*Aim of the task*:
Which of the lines below contain the word "insect"? Collect all of them, matching case exactly.
^^^^^^^^^^^^^^^^
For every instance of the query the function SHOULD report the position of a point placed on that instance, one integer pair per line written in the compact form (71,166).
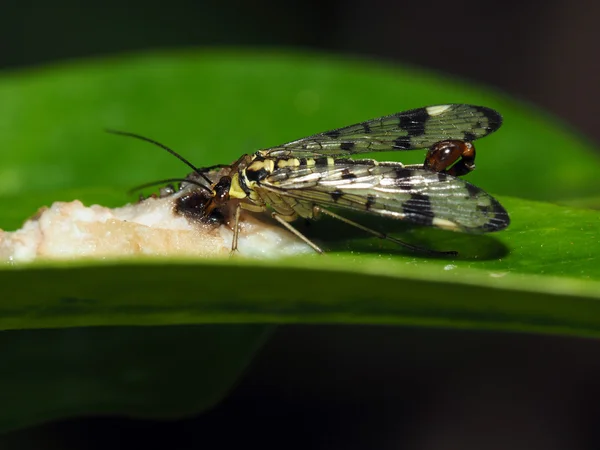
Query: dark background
(364,387)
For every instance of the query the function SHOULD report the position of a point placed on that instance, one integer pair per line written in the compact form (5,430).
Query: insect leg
(236,229)
(318,209)
(290,228)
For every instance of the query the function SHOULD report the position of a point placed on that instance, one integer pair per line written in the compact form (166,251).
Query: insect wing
(416,195)
(414,129)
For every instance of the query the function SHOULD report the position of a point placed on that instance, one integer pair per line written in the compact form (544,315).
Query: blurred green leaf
(539,276)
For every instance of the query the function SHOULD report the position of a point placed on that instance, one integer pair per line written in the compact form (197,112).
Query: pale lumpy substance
(71,230)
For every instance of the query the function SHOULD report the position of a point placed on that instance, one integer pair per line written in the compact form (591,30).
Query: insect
(306,177)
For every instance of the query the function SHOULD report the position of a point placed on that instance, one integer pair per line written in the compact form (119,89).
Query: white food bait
(70,230)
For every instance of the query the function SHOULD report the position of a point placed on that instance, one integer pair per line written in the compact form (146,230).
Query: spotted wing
(416,195)
(417,128)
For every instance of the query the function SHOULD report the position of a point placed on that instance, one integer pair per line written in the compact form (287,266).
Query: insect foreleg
(318,209)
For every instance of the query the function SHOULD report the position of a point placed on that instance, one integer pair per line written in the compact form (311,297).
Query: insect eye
(221,190)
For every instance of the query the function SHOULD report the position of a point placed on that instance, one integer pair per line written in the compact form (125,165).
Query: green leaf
(540,275)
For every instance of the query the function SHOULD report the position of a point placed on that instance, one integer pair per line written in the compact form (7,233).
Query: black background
(364,387)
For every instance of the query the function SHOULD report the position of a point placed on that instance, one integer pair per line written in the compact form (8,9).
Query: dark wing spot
(468,136)
(256,175)
(414,123)
(347,175)
(402,143)
(336,195)
(473,191)
(403,179)
(493,117)
(500,219)
(371,199)
(418,210)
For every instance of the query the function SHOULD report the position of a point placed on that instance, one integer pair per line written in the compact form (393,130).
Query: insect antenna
(199,171)
(168,180)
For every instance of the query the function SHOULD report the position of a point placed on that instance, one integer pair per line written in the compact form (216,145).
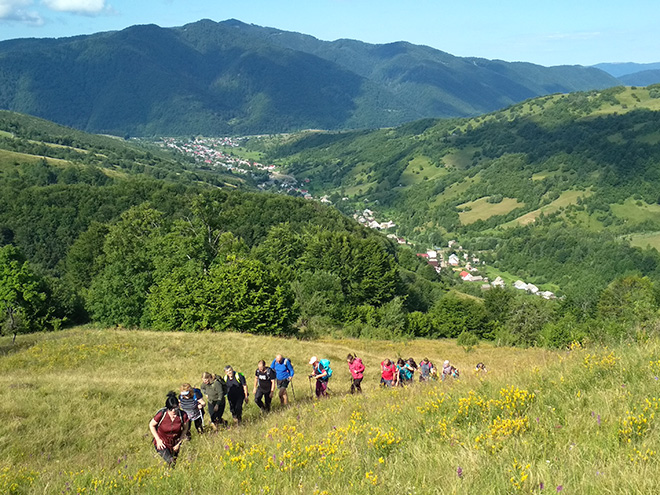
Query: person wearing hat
(284,374)
(321,372)
(237,392)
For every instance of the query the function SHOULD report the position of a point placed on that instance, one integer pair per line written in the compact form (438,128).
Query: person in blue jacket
(284,373)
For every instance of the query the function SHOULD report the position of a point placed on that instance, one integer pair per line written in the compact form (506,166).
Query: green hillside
(584,162)
(231,78)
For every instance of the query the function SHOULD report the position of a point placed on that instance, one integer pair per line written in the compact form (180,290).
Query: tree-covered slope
(233,78)
(581,166)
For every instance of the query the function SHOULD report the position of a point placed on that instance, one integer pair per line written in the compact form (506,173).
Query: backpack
(405,374)
(164,411)
(324,364)
(223,384)
(237,377)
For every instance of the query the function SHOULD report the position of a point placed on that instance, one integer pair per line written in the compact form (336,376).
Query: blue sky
(582,32)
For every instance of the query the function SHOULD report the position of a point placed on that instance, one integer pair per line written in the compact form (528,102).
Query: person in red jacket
(389,376)
(357,372)
(169,427)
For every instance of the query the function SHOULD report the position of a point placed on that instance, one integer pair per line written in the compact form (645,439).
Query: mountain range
(229,77)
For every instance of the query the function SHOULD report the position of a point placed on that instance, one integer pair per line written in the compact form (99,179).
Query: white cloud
(572,36)
(14,10)
(88,7)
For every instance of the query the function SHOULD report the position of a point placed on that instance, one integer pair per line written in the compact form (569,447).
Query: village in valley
(209,153)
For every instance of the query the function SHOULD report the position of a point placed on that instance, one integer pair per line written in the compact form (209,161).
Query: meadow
(581,420)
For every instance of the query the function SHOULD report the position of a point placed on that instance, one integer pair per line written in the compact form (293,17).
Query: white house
(520,285)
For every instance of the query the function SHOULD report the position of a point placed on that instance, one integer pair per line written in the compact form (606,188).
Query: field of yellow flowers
(77,404)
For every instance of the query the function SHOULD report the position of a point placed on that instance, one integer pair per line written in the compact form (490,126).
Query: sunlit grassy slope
(77,405)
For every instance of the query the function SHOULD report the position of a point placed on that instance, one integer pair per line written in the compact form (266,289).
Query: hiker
(284,373)
(237,393)
(215,389)
(356,368)
(192,404)
(426,369)
(405,372)
(265,382)
(321,372)
(448,371)
(388,373)
(169,427)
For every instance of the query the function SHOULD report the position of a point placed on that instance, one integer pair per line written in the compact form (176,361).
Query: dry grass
(80,402)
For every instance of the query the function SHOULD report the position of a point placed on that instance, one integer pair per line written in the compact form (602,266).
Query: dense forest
(94,229)
(234,78)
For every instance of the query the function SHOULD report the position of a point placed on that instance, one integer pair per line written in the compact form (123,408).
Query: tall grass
(77,404)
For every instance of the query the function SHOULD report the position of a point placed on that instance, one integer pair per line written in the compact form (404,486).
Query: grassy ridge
(80,402)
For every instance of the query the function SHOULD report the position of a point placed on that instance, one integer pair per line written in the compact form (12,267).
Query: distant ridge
(229,77)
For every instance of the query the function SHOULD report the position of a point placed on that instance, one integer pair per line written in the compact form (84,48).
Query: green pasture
(481,209)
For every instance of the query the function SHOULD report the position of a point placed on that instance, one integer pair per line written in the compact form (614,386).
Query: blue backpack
(324,365)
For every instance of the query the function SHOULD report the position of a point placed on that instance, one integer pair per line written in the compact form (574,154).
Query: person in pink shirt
(356,368)
(388,373)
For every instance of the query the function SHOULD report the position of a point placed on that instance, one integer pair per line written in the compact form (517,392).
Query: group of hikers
(172,424)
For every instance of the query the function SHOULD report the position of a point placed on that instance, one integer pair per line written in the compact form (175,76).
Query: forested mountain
(626,68)
(96,229)
(551,189)
(231,78)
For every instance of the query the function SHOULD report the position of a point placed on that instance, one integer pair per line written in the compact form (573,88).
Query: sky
(584,32)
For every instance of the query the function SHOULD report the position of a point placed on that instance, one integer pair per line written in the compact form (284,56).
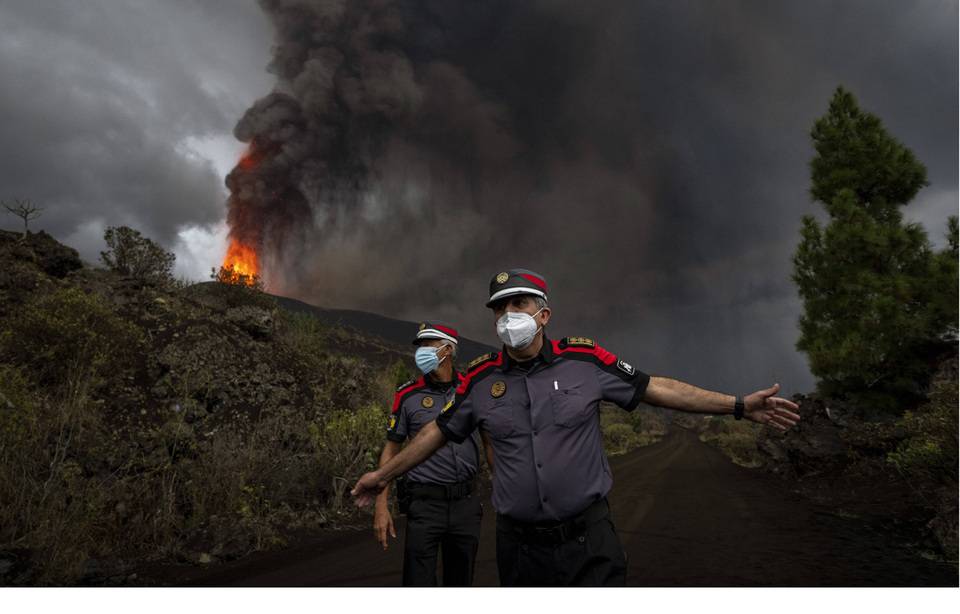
^^^^^^^^^^^^^^^^
*Answer below*:
Query: insect leg
Query: insect wing
Query: insect
Query: insect foreleg
Query: insect eye
Query: insect antenna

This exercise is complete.